* start Material for this task *
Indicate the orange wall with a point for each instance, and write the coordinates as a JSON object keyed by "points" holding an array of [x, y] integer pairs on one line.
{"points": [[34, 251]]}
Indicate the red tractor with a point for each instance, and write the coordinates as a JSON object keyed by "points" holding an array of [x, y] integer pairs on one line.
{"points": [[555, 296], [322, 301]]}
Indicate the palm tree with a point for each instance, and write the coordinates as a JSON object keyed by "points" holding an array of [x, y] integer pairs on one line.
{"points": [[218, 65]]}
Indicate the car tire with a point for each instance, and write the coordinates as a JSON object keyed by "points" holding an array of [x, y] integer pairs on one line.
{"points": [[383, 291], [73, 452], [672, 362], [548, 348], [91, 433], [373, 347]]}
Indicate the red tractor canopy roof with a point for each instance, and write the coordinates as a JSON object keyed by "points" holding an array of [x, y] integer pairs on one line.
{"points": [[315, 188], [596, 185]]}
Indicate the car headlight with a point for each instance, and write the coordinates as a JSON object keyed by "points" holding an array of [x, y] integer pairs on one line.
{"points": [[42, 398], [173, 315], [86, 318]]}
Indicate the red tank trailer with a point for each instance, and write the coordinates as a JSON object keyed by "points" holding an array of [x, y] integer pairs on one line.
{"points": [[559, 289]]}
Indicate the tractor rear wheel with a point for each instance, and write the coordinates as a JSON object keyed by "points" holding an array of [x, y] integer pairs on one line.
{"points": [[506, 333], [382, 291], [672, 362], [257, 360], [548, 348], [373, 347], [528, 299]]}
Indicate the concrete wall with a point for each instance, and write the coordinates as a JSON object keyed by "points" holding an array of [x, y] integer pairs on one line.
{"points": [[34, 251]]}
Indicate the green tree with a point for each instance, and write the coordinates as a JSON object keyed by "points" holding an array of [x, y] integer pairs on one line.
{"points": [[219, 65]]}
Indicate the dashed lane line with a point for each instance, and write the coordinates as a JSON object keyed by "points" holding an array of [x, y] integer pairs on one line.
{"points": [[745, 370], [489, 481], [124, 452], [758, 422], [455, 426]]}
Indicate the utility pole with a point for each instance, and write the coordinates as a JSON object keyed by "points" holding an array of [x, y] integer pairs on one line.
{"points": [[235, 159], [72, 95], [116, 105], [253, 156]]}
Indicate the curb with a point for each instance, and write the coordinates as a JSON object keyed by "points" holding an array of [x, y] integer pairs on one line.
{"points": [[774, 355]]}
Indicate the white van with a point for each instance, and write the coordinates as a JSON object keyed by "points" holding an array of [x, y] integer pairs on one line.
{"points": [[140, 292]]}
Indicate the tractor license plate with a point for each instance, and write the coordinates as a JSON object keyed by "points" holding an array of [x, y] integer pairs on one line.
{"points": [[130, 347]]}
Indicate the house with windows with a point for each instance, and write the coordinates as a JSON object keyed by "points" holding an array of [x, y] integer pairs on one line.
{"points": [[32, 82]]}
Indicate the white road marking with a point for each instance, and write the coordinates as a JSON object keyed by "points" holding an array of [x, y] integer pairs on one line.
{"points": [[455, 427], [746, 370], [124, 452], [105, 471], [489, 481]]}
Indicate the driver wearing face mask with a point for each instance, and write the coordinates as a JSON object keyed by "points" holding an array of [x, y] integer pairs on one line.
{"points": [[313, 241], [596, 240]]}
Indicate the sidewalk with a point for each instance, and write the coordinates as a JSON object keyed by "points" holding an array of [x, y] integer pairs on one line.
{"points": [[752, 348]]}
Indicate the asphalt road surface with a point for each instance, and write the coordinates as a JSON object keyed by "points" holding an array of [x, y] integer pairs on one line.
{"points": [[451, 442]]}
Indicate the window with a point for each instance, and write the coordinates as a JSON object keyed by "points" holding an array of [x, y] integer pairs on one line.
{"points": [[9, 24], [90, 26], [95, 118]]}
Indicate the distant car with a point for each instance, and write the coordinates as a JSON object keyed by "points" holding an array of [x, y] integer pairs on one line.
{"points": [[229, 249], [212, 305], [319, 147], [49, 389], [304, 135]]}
* end Material for this task *
Written exercise: What do the records say? Quote them all exactly.

Answer:
Indicate the orange wall with a point for each instance, and write the coordinates as a JSON object keyed by "points" holding an array of [x, y] integer pairs on one line.
{"points": [[34, 251]]}
Indicate the red tractor with a point for each instance, and write the coordinates as a JSON object keyed by "points" holding an array of [x, y] integer pairs on one line.
{"points": [[555, 296], [322, 301]]}
Indicate the palm tree with a point for each instance, and write the coordinates as a JSON object keyed by "points" holding an array of [x, y] integer pairs on one line.
{"points": [[218, 65]]}
Indicate the car tire with a point for each instance, and write the coordinates as a JSON object keyed by "points" holding an array of [x, y] integer pairs on one line.
{"points": [[383, 291], [73, 452], [672, 362], [548, 348], [91, 433], [373, 347]]}
Indicate the red tractor canopy roof with a point for each instance, and write the coordinates as a JSON object keyed by "points" holding an array of [x, y] integer pairs on one line.
{"points": [[315, 188], [596, 185]]}
Indicate the car headlight with a point for each instance, and write the coordinates as a JSON object keyed by "points" holding an array of [x, y] integer pairs on one line.
{"points": [[42, 398], [173, 315], [86, 318]]}
Indicate the red tank trailer with a point for each instance, and write the coordinates as a JSON object keyed by "points" holding an array of [x, y] integer pairs on one line.
{"points": [[559, 289]]}
Indicate the tractor rear wheel with a point for each instance, and write the coordinates as a JSON object keyed by "points" holding an array of [x, y] integer pairs on one line.
{"points": [[506, 333], [382, 291], [672, 362], [257, 360], [548, 348], [373, 347], [528, 299]]}
Indicate the concrete wall with a point for each instance, and write the coordinates as a JSON object keyed by "points" holding an array of [x, y] integer pairs on one line.
{"points": [[34, 251]]}
Indicate the green tree with a point for each instance, and write the coordinates as a JSON object keyed by "points" holding an array of [x, y] integer pairs on one line.
{"points": [[219, 65]]}
Indicate the dashed lane line with a point for each instance, and write the coordinates as a JSON object keyed by "points" holding an array of [x, y] integer pairs on one line.
{"points": [[745, 370], [489, 481], [124, 452], [758, 422], [455, 426]]}
Indicate the utility pole with a point for each instance, and write the coordinates as a JSON object keyed by "points" holding an array of [x, y] integer pairs on one line.
{"points": [[235, 159], [72, 95], [116, 105], [253, 156]]}
Indicate the curb with a point for each instance, and write the coordinates as a JSON object keyed by "points" holding an array of [x, y] integer pairs on one line.
{"points": [[774, 355]]}
Indicate the white van with a point for each instance, and write the coordinates as a JSON object keyed by "points" holding an array of [x, y] integer pairs on one line.
{"points": [[140, 292]]}
Indicate the tractor license plate with a point for each instance, and write the coordinates as a JSON object keyed by "points" holding an array of [x, y] integer pairs on one line.
{"points": [[130, 347]]}
Indicate the house with windows with a point for each instance, and write the coordinates as a JSON object keyed by "points" holding an array of [x, y] integer pairs on one line.
{"points": [[32, 82]]}
Indicate the white road marking with a point for each instance, and write the coordinates as a JSON object keyed by "points" holding an array of [x, y] integer pairs on one line.
{"points": [[455, 427], [746, 370], [124, 452], [105, 471], [489, 481]]}
Indicate the driver wearing face mask with a point for each instance, and write the coordinates as a JSON object keyed by "points" holding an array of [x, y] integer pairs on one line.
{"points": [[313, 241], [596, 240]]}
Indicate the sidewalk with a point for each instance, and write the coordinates as a JSON object keyed by "points" holding an array of [x, y] integer pairs on one line.
{"points": [[752, 348]]}
Indicate the asphalt road surface with a point for each instance, and write the coordinates as a JSON object keyed by "points" holding an array of [x, y] integer pairs on one line.
{"points": [[451, 442]]}
Indicate the window with a point for each instance, and write the coordinates as a JSON object keyed by "points" holding an array of [x, y] integer pairs on one line.
{"points": [[9, 24], [90, 26], [95, 118]]}
Indicate the distant car with a point for each instance, and write the coordinates as a JSON object keyed by "points" holding an array of [x, y] integer pairs on one line.
{"points": [[229, 249], [212, 305], [319, 147], [49, 389], [304, 135]]}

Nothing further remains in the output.